◆ GIVEN PROBLEM ◆
In the entries below, from the line containing "If you could point to the sign" through the end of the entries, replace "leafy foliage" with "green leaves" and leave everything else unchanged. Return only those lines.

------------------------------------------------------------------------

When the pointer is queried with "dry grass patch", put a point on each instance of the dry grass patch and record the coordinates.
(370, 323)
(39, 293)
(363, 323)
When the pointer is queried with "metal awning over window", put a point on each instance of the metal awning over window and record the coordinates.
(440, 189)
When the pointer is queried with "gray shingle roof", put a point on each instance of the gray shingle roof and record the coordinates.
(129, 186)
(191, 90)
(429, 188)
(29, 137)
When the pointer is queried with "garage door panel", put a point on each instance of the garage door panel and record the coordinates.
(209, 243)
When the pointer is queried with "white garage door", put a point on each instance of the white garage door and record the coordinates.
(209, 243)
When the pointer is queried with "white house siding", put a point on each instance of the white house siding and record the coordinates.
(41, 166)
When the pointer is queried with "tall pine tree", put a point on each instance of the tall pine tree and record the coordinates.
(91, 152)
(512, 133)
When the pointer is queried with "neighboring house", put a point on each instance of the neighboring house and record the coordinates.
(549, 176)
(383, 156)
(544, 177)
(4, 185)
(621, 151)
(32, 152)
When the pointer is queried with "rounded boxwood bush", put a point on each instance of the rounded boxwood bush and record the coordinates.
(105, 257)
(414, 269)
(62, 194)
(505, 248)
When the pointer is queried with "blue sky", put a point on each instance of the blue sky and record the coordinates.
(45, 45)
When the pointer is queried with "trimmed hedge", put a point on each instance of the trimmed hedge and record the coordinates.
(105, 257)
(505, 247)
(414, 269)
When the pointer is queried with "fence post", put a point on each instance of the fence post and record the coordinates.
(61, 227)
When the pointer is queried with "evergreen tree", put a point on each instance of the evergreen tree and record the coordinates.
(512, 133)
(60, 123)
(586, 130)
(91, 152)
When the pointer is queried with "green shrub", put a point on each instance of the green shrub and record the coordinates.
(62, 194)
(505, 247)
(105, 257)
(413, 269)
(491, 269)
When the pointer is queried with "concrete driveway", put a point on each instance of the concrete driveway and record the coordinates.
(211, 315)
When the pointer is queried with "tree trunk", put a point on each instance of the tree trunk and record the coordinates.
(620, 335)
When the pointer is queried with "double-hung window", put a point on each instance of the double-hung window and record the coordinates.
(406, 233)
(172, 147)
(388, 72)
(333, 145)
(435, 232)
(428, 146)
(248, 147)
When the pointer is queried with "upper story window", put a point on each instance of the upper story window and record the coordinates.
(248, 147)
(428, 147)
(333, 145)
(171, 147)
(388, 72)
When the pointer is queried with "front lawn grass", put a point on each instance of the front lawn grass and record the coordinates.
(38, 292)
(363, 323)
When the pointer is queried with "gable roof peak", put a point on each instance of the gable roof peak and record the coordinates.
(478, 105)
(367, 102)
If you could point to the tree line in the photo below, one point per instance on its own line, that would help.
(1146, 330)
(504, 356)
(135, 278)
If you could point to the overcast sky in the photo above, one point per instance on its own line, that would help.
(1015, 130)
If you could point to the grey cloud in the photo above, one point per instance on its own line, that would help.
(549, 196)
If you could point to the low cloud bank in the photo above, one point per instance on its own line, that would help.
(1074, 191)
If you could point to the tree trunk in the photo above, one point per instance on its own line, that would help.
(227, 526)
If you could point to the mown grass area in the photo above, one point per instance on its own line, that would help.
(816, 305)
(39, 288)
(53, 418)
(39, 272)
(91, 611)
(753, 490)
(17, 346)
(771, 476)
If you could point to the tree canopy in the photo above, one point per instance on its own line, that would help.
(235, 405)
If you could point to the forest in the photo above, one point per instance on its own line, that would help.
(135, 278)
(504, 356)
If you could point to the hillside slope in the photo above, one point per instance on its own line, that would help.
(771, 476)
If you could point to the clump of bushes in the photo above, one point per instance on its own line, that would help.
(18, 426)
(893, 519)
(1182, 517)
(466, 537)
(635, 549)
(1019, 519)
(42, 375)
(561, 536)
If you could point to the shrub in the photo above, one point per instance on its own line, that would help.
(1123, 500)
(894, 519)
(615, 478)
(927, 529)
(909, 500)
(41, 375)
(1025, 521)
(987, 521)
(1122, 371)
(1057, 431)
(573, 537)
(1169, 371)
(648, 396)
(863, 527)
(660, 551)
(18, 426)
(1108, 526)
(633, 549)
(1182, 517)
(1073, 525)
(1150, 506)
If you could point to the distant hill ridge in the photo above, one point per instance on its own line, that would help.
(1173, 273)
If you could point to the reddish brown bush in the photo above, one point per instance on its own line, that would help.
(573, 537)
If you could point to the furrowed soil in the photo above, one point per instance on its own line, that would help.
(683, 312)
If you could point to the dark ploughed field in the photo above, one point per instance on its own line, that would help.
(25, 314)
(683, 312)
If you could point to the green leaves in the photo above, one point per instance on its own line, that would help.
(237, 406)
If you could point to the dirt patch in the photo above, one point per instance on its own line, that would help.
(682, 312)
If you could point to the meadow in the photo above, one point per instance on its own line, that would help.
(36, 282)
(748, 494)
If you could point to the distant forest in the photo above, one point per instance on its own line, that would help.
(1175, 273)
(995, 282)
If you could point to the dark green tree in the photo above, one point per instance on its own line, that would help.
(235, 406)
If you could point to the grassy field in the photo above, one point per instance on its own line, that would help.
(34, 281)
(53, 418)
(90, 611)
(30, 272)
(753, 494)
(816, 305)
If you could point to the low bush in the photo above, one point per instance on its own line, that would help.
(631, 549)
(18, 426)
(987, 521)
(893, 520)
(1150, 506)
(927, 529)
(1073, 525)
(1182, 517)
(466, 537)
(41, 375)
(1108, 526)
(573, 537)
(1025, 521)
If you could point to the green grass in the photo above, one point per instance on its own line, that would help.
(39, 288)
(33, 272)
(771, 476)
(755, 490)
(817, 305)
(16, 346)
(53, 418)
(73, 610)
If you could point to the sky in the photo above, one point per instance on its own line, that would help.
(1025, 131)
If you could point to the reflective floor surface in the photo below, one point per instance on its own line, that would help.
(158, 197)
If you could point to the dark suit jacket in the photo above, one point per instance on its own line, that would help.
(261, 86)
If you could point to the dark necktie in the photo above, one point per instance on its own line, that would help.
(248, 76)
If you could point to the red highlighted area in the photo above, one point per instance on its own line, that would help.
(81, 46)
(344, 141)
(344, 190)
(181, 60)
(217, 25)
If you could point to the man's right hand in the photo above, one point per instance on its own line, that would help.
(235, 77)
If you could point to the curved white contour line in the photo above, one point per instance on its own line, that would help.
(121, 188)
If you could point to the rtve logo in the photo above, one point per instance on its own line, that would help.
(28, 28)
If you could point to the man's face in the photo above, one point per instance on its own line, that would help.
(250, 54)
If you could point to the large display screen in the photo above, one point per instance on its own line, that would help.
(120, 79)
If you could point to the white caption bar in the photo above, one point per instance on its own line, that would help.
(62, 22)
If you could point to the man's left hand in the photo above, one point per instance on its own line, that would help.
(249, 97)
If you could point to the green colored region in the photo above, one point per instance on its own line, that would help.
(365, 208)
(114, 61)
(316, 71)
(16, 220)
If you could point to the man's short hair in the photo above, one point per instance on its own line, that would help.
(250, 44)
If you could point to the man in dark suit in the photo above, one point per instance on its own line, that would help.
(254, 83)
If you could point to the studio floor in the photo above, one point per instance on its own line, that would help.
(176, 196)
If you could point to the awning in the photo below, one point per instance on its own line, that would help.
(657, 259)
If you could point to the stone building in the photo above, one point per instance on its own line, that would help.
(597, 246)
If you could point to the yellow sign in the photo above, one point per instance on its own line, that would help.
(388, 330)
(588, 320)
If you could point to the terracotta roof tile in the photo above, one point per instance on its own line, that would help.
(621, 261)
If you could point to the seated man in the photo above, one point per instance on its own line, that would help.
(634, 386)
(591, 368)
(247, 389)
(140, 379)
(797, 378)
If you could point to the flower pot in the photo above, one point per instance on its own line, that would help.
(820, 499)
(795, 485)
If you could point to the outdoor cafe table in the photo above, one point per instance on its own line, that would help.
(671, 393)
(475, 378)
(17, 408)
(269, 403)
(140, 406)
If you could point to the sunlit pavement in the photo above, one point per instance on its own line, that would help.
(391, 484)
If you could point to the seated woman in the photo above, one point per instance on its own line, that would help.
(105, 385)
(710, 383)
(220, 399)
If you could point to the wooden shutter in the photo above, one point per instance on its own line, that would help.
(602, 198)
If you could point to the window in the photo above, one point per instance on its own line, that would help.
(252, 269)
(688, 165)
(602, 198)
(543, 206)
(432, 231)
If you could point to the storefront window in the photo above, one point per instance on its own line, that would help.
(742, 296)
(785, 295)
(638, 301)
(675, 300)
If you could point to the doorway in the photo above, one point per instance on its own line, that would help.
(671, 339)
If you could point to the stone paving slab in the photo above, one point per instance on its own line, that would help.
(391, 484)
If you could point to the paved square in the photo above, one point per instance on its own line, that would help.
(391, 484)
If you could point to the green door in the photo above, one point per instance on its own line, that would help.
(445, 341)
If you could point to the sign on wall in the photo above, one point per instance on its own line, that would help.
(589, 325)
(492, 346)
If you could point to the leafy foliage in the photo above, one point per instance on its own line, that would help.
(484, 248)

------------------------------------------------------------------------

◆ RESPONSE BELOW ◆
If you could point to the sign on wall in the photo above, one point per instance on its own line, that would help.
(589, 325)
(492, 346)
If you could point to the green leaves in the photo above, one point per instance on its own line, that would help.
(484, 248)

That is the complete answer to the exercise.